Segment Open

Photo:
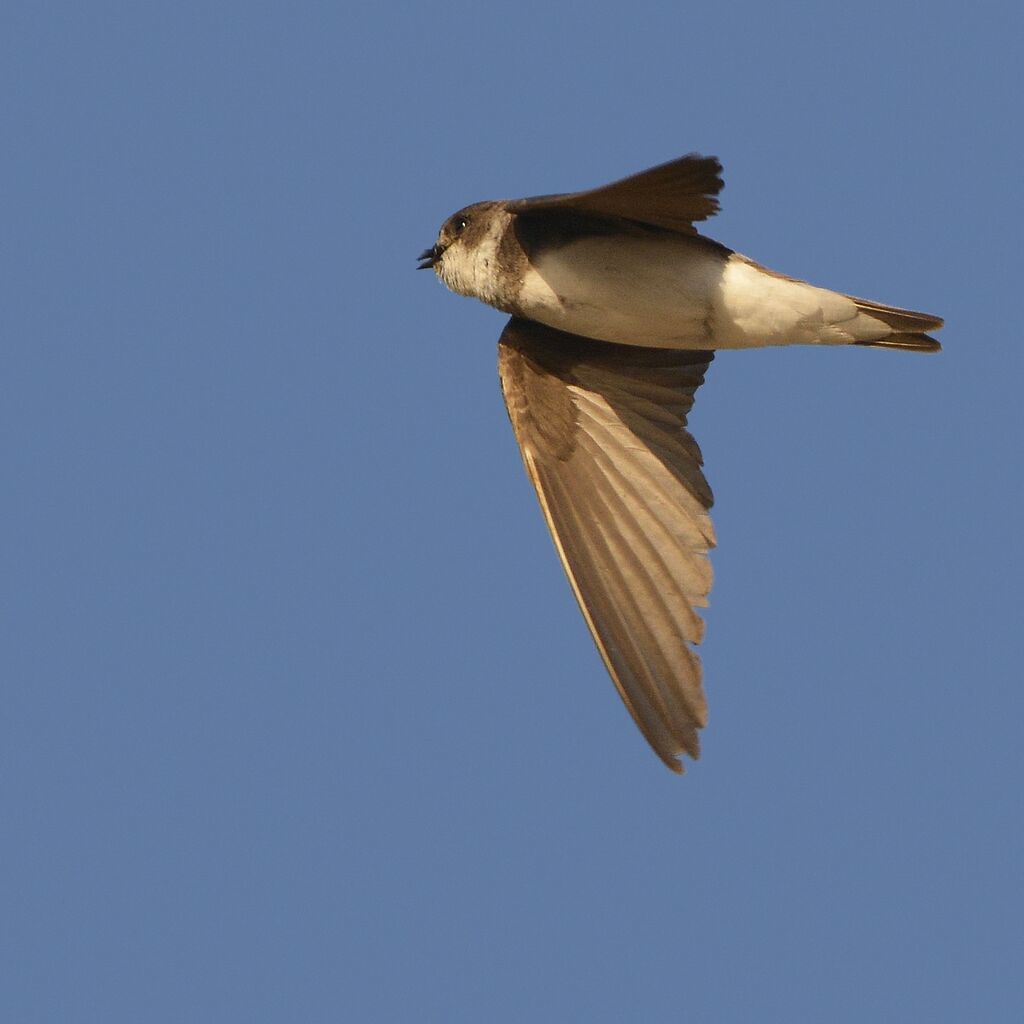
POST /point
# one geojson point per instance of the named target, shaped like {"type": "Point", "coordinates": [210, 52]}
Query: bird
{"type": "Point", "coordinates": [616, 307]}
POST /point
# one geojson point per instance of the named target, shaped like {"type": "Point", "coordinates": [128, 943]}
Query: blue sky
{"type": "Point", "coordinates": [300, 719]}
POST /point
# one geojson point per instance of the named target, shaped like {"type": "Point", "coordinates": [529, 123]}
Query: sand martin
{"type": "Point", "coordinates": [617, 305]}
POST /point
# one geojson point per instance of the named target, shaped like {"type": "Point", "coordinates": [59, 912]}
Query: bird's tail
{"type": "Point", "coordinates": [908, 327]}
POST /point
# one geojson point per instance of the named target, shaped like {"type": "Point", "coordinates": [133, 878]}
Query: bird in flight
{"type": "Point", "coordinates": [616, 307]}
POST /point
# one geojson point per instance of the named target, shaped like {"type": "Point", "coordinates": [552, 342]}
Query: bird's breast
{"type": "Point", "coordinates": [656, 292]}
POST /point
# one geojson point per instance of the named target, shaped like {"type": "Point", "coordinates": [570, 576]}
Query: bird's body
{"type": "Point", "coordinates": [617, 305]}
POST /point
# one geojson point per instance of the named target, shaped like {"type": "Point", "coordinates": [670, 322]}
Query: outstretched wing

Segment Closed

— DIRECTIONS —
Your task is to copy every line in the entries that holds the string "geojson".

— ANSWER BELOW —
# one geojson point per instance of the named target, shaped like {"type": "Point", "coordinates": [210, 52]}
# one geojson point per instance of the named target, shaped like {"type": "Point", "coordinates": [128, 943]}
# one geojson point per instance of the named target, shaped like {"type": "Point", "coordinates": [529, 123]}
# one geojson point per instance of the named target, shaped like {"type": "Point", "coordinates": [59, 912]}
# one geojson point per instance of the named target, shaped like {"type": "Point", "coordinates": [133, 878]}
# one geojson point per instance of the named target, shaped like {"type": "Point", "coordinates": [552, 342]}
# one geojson point per instance of the named target, shaped like {"type": "Point", "coordinates": [570, 576]}
# one geojson point per instance of the named target, shaped like {"type": "Point", "coordinates": [670, 322]}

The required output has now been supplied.